文档摘录 →
# # # # #
通过unordered_set来判断字符是否出现过，通过两个指针维护无重复字符子串，如果字符没有出现过，则将字符插入unorder_set，否则不断的移除左指针指向的元素，直到右指针指向的元素不在unordered_set中。AC代码如下：

class Solution {
public:
    int lengthOfLongestSubstring(string s) {
        unordered_set<char> hash_set;
        int i = 0,j = 0,maxlen = 0,n = s.size();
        while(i<n && j<n){
            if(hash_set.count(s[j]) == 0){
                hash_set.insert(s[j++]);
                maxlen = max(maxlen,j - i);
            }else{
                hash_set.erase(s[i++]);
            }
        }
        return maxlen;
    }
};

使用滑动窗口套路解决该问题:

class Solution {
public:
    int lengthOfLongestSubstring(string s) {
        unordered_map<char,int> window;
        int left = 0,right = 0,res = 0;
        
        while(right < s.size())
        {
            char c = s[right];
            right += 1;
            window[c] += 1;
            
            while(window[c] > 1)
            {
                char d = s[left];
                left += 1;
                window[d] -= 1;
            }
            res = max(res,right - left);
        }
        return res;
    }
};

运行效率:

Runtime: 16 ms, faster than 70.89% of C++ online submissions for Longest Substring Without Repeating Characters.
# # # # #
(分割标注记录)
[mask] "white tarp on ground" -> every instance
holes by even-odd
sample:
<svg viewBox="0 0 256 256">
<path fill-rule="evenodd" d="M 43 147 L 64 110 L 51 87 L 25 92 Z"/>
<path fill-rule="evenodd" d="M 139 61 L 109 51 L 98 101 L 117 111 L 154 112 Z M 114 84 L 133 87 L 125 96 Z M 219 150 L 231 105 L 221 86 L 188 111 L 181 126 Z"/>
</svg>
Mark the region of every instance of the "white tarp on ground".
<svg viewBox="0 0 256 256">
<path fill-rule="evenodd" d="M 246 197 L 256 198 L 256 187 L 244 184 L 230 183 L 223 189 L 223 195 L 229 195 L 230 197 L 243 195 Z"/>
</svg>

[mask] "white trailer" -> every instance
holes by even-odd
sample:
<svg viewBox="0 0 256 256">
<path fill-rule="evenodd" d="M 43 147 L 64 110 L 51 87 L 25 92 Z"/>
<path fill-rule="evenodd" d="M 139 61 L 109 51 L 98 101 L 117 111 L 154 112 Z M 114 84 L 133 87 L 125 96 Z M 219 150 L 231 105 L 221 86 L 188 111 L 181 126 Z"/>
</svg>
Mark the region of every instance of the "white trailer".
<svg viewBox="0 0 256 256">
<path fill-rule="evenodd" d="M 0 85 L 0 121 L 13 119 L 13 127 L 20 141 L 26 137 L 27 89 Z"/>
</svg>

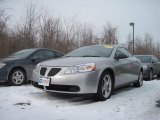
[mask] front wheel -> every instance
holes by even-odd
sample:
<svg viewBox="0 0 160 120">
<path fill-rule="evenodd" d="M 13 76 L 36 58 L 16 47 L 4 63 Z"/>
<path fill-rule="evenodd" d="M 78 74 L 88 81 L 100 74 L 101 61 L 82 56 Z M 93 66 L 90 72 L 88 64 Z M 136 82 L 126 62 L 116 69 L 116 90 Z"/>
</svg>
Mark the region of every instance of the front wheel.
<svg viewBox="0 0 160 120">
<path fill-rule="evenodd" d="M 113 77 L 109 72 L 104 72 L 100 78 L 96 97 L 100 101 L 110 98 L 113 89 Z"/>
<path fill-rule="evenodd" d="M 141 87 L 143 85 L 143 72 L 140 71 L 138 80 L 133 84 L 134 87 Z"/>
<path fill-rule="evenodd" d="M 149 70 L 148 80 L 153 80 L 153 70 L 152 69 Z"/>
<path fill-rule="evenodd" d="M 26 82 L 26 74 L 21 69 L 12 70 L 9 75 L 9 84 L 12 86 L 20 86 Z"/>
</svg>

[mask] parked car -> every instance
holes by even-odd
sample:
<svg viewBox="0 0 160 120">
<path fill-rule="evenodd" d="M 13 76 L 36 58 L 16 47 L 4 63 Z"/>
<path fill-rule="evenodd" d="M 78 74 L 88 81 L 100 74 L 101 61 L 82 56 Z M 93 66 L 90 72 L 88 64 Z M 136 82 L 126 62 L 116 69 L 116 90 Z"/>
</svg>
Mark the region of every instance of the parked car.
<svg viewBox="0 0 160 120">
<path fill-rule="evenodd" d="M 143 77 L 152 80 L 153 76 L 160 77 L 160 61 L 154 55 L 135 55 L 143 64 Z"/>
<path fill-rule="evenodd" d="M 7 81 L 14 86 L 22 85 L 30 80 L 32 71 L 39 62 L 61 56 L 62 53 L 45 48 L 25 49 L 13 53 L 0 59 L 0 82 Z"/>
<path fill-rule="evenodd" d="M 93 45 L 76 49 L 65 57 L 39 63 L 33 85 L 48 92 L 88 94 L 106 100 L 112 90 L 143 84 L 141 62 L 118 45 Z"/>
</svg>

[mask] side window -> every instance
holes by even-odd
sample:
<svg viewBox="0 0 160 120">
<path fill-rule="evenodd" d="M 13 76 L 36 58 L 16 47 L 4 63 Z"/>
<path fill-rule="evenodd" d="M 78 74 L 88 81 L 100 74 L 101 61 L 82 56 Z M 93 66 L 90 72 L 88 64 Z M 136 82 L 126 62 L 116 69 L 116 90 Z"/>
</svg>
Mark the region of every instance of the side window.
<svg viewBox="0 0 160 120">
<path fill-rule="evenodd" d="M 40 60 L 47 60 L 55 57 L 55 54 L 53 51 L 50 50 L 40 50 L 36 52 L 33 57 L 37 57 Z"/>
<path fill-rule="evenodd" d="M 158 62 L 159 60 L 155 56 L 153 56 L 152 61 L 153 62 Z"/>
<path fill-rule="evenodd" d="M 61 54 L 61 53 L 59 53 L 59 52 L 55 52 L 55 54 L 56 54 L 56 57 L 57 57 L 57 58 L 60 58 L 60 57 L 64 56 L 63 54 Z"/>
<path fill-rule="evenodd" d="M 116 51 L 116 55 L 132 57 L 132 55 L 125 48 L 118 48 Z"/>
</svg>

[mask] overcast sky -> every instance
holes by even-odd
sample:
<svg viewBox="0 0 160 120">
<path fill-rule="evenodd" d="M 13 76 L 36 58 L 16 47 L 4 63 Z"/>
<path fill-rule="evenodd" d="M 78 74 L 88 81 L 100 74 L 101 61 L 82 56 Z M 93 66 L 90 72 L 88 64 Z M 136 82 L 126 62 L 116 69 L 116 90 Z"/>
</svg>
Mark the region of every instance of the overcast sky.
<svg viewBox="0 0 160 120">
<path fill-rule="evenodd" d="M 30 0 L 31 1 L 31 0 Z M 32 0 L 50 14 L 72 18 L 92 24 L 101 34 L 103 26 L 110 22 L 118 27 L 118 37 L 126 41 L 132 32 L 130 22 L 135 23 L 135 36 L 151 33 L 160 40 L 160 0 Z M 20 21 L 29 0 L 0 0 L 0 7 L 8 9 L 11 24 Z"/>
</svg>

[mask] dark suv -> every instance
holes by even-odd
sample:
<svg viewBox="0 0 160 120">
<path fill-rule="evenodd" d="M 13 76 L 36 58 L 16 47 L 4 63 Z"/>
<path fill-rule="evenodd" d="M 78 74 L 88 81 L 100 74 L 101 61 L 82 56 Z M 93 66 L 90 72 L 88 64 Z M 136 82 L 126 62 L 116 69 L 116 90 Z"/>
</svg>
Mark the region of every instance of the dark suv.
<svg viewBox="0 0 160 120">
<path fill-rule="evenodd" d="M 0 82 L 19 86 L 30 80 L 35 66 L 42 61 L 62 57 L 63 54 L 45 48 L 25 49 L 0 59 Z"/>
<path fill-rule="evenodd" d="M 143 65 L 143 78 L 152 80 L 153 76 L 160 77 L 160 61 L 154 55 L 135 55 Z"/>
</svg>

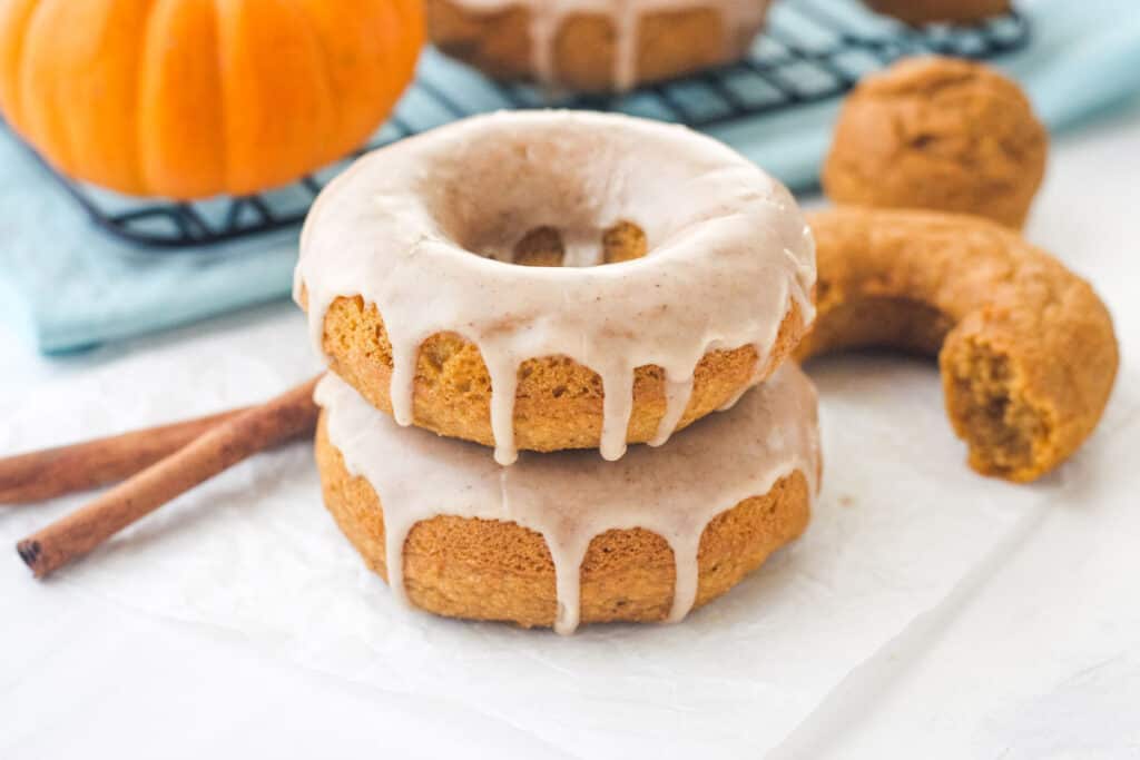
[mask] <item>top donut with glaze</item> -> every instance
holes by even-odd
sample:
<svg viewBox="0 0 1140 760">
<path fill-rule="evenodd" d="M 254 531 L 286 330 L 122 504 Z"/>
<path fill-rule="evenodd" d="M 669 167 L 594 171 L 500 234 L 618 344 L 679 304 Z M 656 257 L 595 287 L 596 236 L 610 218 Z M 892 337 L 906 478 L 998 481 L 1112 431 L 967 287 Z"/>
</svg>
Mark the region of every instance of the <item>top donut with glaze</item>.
# # # # #
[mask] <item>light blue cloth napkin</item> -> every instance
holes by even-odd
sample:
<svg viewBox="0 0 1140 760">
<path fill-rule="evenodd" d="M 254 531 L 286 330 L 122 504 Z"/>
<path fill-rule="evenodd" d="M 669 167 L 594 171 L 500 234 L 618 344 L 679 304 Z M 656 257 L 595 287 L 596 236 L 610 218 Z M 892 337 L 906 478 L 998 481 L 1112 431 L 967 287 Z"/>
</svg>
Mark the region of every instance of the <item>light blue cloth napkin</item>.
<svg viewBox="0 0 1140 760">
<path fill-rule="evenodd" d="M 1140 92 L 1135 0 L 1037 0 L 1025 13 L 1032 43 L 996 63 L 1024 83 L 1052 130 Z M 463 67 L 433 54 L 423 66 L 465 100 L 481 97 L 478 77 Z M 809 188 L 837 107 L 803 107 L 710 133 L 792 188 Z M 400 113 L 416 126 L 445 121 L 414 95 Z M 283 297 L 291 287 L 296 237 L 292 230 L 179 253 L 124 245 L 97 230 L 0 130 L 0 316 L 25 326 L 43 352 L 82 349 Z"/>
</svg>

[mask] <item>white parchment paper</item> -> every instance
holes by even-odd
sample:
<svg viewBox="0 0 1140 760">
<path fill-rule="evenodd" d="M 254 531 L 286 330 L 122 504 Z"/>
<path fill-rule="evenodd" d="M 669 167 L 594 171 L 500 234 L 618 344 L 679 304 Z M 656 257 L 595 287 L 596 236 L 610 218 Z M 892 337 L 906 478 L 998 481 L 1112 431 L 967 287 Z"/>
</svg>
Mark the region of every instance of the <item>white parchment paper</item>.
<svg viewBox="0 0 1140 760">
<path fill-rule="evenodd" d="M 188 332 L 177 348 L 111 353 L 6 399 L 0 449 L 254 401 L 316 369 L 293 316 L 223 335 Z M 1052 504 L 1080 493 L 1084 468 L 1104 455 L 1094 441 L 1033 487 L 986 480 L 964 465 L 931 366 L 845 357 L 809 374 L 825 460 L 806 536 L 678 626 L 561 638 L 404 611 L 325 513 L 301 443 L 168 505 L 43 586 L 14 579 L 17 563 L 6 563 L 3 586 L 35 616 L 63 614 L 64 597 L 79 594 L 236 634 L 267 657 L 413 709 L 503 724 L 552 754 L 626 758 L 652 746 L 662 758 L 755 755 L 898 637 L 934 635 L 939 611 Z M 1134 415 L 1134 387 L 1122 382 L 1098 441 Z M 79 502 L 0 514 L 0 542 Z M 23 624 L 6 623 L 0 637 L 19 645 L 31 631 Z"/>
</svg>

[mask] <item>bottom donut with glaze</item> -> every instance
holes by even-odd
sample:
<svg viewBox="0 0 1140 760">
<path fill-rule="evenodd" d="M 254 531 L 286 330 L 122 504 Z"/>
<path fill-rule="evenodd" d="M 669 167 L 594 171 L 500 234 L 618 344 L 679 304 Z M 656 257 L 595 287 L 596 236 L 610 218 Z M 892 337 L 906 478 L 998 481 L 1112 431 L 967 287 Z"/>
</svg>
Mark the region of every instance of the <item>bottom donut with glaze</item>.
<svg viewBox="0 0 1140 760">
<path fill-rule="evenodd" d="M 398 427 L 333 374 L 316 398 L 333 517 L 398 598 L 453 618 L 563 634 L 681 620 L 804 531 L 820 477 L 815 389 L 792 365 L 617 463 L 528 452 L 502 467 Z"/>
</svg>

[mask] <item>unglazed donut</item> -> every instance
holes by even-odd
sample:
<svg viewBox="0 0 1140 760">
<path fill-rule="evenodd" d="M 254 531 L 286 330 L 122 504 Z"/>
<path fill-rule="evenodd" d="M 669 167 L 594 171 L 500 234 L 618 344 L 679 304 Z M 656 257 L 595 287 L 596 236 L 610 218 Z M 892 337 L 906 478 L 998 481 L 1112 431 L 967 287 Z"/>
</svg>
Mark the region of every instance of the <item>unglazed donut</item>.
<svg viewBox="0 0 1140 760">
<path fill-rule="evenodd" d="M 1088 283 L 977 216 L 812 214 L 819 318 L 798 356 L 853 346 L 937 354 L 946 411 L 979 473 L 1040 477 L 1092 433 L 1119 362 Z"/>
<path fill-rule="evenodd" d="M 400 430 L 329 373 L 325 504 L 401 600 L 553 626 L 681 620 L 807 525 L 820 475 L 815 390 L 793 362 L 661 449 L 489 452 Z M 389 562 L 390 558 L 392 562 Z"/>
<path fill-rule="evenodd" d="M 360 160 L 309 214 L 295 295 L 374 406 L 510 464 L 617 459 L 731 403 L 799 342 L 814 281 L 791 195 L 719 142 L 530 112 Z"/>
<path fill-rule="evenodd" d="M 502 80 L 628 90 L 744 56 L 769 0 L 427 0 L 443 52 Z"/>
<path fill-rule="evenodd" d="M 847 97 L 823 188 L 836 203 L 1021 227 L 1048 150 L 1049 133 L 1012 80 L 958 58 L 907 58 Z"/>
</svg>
# # # # #
书面练习 → 将文档摘录中的句子"Runtime: 16 ms, faster than 70.89% of C++ online submissions for Longest Substring Without Repeating Characters."译为中文。 作答时仅以文档摘录为依据。

参考解答 → 运行时间：16 毫秒，比"无重复字符的最长子串"一题 70.89% 的 C++ 在线提交更快。